**Work task**
From the records below, extract each line that contains the word "target" and copy it in full.

##### Provided entries #####

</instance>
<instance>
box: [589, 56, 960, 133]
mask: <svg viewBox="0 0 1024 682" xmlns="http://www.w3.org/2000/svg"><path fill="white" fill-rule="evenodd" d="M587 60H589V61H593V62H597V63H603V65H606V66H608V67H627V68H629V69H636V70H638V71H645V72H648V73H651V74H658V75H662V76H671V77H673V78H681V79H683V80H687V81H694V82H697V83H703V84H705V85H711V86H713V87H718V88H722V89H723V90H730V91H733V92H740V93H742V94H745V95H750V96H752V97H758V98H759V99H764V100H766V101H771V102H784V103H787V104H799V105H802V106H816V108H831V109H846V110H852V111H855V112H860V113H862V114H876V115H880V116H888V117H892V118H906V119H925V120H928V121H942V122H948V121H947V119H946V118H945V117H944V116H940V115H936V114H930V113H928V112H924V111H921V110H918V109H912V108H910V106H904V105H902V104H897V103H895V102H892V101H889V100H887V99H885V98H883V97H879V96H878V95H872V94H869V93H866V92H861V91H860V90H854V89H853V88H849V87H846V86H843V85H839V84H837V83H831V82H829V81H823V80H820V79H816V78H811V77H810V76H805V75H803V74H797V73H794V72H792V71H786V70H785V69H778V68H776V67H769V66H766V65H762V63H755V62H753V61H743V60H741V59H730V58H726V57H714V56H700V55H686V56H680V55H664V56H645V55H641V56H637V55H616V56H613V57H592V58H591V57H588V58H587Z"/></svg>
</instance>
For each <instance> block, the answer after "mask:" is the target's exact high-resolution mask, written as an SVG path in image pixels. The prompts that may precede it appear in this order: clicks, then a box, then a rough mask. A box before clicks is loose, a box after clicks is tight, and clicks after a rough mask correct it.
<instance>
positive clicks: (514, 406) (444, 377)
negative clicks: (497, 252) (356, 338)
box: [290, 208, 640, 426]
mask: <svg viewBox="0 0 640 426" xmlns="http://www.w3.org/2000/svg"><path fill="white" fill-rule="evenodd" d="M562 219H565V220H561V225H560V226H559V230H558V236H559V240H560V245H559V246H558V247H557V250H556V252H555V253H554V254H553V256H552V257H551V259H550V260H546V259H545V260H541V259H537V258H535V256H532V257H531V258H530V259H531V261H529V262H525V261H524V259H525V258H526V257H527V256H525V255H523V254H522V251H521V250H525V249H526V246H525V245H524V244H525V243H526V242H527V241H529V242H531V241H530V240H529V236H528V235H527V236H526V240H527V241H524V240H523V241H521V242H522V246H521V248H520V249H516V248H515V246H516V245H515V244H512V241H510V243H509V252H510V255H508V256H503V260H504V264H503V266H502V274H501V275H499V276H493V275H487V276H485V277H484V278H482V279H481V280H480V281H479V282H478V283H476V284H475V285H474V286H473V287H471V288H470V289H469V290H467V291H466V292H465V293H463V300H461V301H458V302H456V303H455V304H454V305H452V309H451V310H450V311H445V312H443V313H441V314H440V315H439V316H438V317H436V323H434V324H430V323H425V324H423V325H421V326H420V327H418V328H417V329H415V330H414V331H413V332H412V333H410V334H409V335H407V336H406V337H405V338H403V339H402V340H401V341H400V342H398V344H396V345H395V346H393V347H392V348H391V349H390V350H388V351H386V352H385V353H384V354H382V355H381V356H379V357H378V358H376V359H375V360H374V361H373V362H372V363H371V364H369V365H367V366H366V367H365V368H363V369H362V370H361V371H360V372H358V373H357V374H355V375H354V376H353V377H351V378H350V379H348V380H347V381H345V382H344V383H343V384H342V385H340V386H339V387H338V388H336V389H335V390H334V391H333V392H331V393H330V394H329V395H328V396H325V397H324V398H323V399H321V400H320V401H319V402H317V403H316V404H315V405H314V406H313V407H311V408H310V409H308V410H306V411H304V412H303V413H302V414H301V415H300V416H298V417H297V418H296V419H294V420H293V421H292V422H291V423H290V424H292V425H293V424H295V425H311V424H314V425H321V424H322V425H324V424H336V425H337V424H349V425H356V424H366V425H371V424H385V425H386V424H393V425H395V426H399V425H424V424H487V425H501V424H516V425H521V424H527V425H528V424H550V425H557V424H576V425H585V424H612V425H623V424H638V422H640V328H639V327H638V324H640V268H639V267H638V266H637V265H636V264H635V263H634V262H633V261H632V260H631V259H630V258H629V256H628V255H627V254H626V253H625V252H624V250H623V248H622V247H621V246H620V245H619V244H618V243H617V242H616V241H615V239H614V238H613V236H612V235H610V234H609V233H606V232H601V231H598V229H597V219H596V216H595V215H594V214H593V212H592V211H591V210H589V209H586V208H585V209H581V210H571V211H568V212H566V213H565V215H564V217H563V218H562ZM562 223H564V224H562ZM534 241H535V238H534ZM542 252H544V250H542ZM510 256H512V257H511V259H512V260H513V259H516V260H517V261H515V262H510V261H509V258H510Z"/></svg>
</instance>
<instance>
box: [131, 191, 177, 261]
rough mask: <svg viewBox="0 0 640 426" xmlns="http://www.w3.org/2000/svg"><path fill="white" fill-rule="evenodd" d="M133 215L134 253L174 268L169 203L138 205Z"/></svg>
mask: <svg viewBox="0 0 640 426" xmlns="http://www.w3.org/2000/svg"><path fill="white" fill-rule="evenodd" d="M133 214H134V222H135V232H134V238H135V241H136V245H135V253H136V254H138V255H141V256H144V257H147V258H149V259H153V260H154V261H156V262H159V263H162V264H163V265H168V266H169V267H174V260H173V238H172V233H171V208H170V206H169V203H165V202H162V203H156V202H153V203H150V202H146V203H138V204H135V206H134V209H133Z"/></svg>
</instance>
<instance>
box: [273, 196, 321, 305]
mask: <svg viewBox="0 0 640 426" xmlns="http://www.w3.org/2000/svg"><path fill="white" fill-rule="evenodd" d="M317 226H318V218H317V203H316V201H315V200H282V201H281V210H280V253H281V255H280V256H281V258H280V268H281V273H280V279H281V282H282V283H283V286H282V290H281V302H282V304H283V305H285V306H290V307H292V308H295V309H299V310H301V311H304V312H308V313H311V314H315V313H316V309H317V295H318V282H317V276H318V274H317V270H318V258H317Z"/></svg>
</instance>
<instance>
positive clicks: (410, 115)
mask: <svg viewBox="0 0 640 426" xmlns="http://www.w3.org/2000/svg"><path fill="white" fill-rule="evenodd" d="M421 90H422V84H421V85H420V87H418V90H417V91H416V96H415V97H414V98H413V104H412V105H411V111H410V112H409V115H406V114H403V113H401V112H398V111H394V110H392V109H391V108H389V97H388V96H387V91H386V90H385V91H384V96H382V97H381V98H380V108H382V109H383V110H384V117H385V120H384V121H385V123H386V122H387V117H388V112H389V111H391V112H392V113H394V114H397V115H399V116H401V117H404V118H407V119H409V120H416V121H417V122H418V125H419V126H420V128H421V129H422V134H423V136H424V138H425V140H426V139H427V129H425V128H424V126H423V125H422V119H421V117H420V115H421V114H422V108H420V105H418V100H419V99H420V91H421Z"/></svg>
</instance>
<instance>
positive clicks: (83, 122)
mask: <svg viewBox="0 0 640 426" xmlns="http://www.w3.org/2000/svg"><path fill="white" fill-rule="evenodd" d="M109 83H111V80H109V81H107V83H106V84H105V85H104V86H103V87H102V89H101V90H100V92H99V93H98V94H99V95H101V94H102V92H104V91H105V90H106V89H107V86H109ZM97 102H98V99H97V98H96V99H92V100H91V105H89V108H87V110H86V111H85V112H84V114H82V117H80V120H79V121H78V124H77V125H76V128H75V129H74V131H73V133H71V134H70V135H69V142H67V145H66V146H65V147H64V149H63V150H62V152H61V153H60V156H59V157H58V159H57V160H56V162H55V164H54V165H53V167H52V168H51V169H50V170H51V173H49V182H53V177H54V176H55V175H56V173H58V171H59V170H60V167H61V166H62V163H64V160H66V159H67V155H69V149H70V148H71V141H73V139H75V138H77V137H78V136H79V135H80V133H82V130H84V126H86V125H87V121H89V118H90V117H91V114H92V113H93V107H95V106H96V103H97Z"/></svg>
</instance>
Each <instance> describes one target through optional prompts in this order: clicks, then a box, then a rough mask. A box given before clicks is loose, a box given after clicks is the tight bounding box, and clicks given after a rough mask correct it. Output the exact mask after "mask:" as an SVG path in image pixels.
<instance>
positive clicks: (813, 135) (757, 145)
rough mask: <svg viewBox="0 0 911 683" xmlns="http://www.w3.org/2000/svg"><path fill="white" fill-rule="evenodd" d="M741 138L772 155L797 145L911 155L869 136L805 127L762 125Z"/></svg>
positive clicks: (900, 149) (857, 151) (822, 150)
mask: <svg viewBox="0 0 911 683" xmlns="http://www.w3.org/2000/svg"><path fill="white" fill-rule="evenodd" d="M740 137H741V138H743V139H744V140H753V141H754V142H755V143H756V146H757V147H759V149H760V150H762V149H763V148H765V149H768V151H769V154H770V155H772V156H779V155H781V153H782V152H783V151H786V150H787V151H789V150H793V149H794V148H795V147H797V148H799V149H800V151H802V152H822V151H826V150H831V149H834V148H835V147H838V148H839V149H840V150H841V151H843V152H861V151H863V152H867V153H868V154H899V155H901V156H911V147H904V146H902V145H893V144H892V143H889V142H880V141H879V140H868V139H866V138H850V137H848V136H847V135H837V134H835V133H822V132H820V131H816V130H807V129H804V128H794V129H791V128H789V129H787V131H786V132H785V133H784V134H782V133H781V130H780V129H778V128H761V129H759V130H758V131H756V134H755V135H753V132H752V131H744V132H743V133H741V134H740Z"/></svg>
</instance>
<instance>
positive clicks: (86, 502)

#####

**Problem solution**
For each <instance> block, the answer after "mask:" is the target's exact high-resolution mask, written as an SVG path in image pixels. The prompts that may precede it appear in this order: clicks, then a box, then a rough mask. A box before clicks is loose, a box after clicks is tight, and clicks after a rough mask correct it.
Each <instance> describes one target through optional prompts in this order: clicks, then a box, then a rough mask. A box given before clicks is loose, a box given after clicks is the tight bounding box, and clicks given after a rough mask correct it. Output the exact mask after "mask:" as an SVG path in image pixels.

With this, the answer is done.